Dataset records
--- Start ---

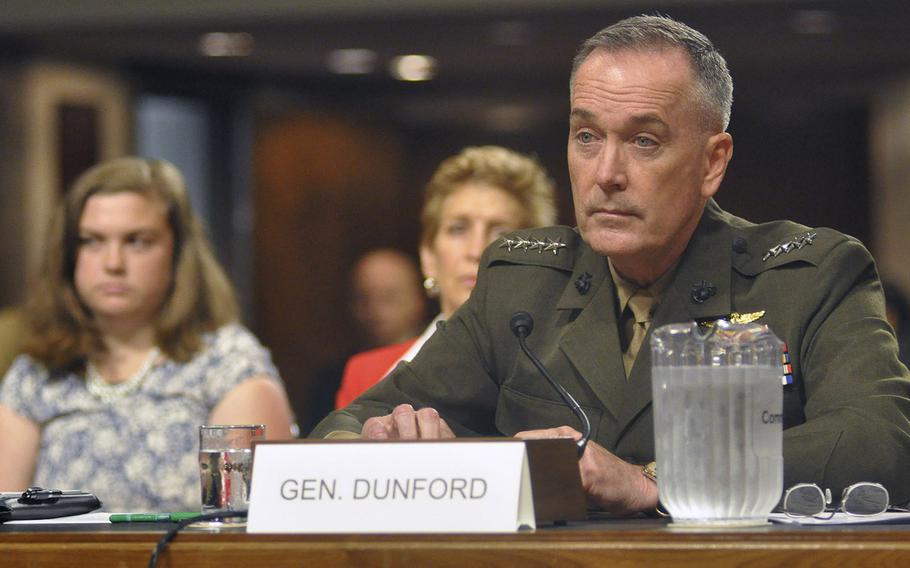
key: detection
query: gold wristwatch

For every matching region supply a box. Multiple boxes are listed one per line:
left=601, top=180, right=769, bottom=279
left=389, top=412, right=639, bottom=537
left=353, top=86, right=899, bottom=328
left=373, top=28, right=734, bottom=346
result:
left=641, top=461, right=657, bottom=483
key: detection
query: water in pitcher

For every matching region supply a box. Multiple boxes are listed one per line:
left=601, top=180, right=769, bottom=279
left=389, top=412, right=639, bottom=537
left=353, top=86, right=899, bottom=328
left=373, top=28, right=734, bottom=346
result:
left=652, top=365, right=783, bottom=524
left=199, top=448, right=253, bottom=522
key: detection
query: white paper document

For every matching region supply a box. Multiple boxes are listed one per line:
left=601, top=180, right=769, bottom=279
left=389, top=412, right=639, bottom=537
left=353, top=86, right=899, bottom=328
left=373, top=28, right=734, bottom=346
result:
left=247, top=440, right=536, bottom=533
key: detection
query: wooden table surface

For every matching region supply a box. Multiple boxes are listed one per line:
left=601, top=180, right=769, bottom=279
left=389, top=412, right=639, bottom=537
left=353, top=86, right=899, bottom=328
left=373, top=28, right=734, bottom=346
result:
left=0, top=519, right=910, bottom=568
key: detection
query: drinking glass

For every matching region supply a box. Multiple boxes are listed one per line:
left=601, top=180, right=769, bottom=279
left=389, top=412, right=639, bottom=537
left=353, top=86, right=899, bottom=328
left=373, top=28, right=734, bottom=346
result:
left=651, top=321, right=783, bottom=526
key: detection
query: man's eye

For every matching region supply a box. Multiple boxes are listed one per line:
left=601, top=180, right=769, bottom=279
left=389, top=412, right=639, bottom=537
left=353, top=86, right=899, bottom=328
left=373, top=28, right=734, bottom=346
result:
left=576, top=132, right=594, bottom=144
left=126, top=236, right=152, bottom=249
left=445, top=223, right=467, bottom=235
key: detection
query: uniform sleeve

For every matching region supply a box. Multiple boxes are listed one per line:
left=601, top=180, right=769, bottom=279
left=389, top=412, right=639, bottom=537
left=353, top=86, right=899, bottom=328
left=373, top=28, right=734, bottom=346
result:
left=0, top=355, right=47, bottom=422
left=201, top=324, right=281, bottom=408
left=784, top=240, right=910, bottom=503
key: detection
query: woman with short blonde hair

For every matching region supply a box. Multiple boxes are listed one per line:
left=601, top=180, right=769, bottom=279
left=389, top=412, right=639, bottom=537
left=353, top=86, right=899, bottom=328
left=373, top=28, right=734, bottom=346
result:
left=335, top=146, right=556, bottom=408
left=0, top=157, right=292, bottom=511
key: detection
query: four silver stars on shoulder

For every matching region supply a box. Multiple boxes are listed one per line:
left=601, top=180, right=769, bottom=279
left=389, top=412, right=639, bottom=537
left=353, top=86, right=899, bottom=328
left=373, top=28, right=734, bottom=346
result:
left=761, top=233, right=818, bottom=262
left=499, top=236, right=566, bottom=255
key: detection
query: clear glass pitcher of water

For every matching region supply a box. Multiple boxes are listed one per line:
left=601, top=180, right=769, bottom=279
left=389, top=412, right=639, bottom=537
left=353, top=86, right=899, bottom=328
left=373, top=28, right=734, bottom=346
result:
left=651, top=320, right=783, bottom=526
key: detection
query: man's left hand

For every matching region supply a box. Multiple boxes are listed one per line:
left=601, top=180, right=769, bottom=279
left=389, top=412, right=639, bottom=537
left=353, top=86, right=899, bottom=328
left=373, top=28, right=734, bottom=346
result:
left=515, top=426, right=657, bottom=514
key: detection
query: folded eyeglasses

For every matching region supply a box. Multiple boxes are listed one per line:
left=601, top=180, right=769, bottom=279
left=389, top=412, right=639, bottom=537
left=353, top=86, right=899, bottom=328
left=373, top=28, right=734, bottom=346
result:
left=781, top=481, right=890, bottom=519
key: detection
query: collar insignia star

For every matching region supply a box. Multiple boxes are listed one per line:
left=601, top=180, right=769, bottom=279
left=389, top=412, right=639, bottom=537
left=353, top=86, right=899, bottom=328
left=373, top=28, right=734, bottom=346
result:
left=499, top=236, right=566, bottom=255
left=761, top=232, right=818, bottom=262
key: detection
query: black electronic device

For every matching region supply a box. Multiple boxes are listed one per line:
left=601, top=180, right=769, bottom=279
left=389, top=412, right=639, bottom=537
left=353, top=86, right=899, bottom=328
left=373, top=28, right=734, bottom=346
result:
left=0, top=487, right=101, bottom=523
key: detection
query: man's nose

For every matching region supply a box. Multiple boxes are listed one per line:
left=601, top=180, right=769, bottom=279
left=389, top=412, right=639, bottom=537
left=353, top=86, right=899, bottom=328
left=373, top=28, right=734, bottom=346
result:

--- End ---

What you need to do » Copy all of the records above word for word, leaving out the pictures.

Full solution »
key: detection
query: gold wristwatch

For every matching region supply a box. Multiple boxes are listed one per line:
left=601, top=180, right=769, bottom=279
left=389, top=412, right=639, bottom=537
left=353, top=86, right=899, bottom=328
left=373, top=28, right=734, bottom=346
result:
left=641, top=461, right=657, bottom=483
key: detection
query: water in pitcher

For every matching region supply a box. Multiple boxes are listed one per line:
left=601, top=180, right=769, bottom=279
left=389, top=412, right=639, bottom=537
left=353, top=86, right=899, bottom=328
left=373, top=28, right=734, bottom=346
result:
left=652, top=365, right=783, bottom=524
left=199, top=448, right=253, bottom=522
key: detection
query: white paper document

For every matching region supply a box. Multiple boxes are listed one per line:
left=601, top=180, right=769, bottom=279
left=389, top=412, right=639, bottom=537
left=353, top=86, right=899, bottom=328
left=373, top=28, right=734, bottom=346
result:
left=247, top=440, right=536, bottom=533
key: detection
query: wooden table surface

For every matching region supply a box. Multiple boxes are listed one per line:
left=601, top=180, right=769, bottom=279
left=389, top=412, right=639, bottom=537
left=353, top=86, right=899, bottom=328
left=373, top=28, right=734, bottom=346
result:
left=0, top=519, right=910, bottom=568
key: detection
query: drinking glass

For every matching region supply a box. Multiple boxes are listed one per line:
left=601, top=180, right=769, bottom=279
left=389, top=412, right=639, bottom=537
left=353, top=86, right=899, bottom=328
left=373, top=28, right=734, bottom=346
result:
left=651, top=321, right=783, bottom=526
key: detection
query: man's eye

For every matching region supply a box. Multiple boxes are listed one per line:
left=601, top=180, right=769, bottom=279
left=389, top=412, right=639, bottom=537
left=353, top=86, right=899, bottom=328
left=373, top=28, right=734, bottom=346
result:
left=576, top=132, right=594, bottom=144
left=126, top=236, right=152, bottom=249
left=445, top=223, right=467, bottom=235
key: detection
query: uniform sleeve

For every matching region supply a box. Multiple boxes are listed one per line:
left=601, top=180, right=769, bottom=279
left=389, top=412, right=639, bottom=537
left=353, top=86, right=899, bottom=328
left=373, top=28, right=734, bottom=346
result:
left=0, top=355, right=47, bottom=422
left=201, top=324, right=281, bottom=408
left=784, top=240, right=910, bottom=503
key: detection
query: woman with short blonde hair

For every matching region supply a box. Multiple boxes are listed one per line:
left=601, top=180, right=769, bottom=279
left=389, top=412, right=639, bottom=537
left=353, top=86, right=899, bottom=328
left=373, top=28, right=734, bottom=346
result:
left=335, top=146, right=556, bottom=408
left=0, top=157, right=292, bottom=511
key: detection
query: four silver stars on shoulder

For every matching region supply a box. Multiple boxes are listed one per line:
left=601, top=180, right=769, bottom=279
left=389, top=412, right=639, bottom=537
left=353, top=86, right=899, bottom=328
left=373, top=28, right=734, bottom=346
result:
left=761, top=233, right=818, bottom=262
left=499, top=236, right=566, bottom=255
key: detection
query: clear glass pitcher of water

For every matching region supply a box. Multiple boxes are listed one per line:
left=601, top=180, right=769, bottom=279
left=389, top=412, right=639, bottom=537
left=353, top=86, right=899, bottom=328
left=373, top=28, right=734, bottom=346
result:
left=651, top=320, right=783, bottom=526
key: detection
query: man's left hand

For every matching region supply a box. Multiple boxes are listed one per line:
left=601, top=180, right=769, bottom=279
left=389, top=412, right=639, bottom=537
left=353, top=86, right=899, bottom=328
left=373, top=28, right=734, bottom=346
result:
left=515, top=426, right=657, bottom=514
key: detection
query: folded eyeglasses

For every matching region supply a box. Multiple boxes are listed one per line:
left=601, top=180, right=769, bottom=279
left=389, top=412, right=639, bottom=537
left=353, top=86, right=899, bottom=328
left=373, top=28, right=734, bottom=346
result:
left=781, top=481, right=890, bottom=519
key: detection
query: collar insignia star

For every matching region supply a box. Multiple boxes are listed one per line:
left=601, top=180, right=769, bottom=279
left=389, top=412, right=639, bottom=537
left=353, top=86, right=899, bottom=328
left=373, top=28, right=734, bottom=346
result:
left=499, top=236, right=566, bottom=255
left=761, top=232, right=818, bottom=262
key: detection
query: black electronic device

For every matching region supply a box. Multiple boxes are listed one per line:
left=601, top=180, right=769, bottom=279
left=389, top=412, right=639, bottom=537
left=353, top=86, right=899, bottom=328
left=373, top=28, right=734, bottom=346
result:
left=0, top=487, right=101, bottom=523
key: detection
query: man's nose

For every matching region supply a box. Multiple boxes are listed one per line:
left=601, top=180, right=769, bottom=279
left=389, top=412, right=639, bottom=537
left=353, top=86, right=899, bottom=328
left=373, top=28, right=734, bottom=346
result:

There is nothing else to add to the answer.